BEGIN Extracted data

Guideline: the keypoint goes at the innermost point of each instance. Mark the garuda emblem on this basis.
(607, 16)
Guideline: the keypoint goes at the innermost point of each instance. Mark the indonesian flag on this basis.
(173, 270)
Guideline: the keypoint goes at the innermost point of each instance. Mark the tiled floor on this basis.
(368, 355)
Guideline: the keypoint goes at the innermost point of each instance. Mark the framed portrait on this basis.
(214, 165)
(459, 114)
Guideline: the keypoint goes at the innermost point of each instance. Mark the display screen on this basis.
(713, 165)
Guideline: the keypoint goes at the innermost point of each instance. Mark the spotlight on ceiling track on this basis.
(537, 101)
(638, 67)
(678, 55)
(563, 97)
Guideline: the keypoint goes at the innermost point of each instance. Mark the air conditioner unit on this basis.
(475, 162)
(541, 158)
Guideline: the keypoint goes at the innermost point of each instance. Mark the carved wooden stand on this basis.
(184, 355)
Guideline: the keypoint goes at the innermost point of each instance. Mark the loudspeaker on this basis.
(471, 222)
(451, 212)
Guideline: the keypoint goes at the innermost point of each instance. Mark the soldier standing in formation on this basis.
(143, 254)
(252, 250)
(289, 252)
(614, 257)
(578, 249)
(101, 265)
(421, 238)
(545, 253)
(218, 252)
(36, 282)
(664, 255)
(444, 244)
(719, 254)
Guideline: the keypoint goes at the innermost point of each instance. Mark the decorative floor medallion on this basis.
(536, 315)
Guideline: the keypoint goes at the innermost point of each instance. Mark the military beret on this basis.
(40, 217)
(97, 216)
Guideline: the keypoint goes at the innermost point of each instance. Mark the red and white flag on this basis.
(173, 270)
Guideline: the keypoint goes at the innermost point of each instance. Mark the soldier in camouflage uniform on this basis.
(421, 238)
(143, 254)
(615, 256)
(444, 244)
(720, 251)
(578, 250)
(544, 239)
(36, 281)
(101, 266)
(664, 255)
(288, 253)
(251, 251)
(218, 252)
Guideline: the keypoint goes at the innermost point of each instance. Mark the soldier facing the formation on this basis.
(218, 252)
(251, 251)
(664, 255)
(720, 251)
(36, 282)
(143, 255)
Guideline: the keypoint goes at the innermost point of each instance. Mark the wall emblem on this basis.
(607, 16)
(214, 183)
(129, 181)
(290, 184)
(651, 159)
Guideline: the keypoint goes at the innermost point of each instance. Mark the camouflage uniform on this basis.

END Extracted data

### Aim
Switch "keypoint" to "marker" in the stretch from the line containing "beret on this basis." through the final line, and give those lines again with nothing else changed.

### Written solution
Guideline: the marker goes at the innermost point of each instance. Mark the military beret on this basis.
(40, 217)
(97, 216)
Guideline: the marker goes at the innermost point of each instance. Mark the red and white flag on this basis.
(173, 270)
Guideline: the marker goes at the innermost point of each instance. Mark the soldier in camouflage uniform on this basis.
(421, 238)
(143, 254)
(615, 256)
(444, 244)
(720, 251)
(578, 250)
(544, 239)
(36, 281)
(101, 266)
(664, 255)
(288, 253)
(251, 251)
(218, 252)
Guideline: the marker goes at the innermost point of each instance. Mark the soldier facing the formation on this basis.
(218, 252)
(251, 251)
(664, 255)
(720, 251)
(36, 282)
(143, 255)
Guideline: the marker goes at the innermost point of each instance. Mark the wall emblem on this basis.
(607, 16)
(214, 183)
(129, 181)
(290, 184)
(651, 159)
Guideline: the marker goes at the innermost point of each instance. Mark the camouflage uniform on this basis.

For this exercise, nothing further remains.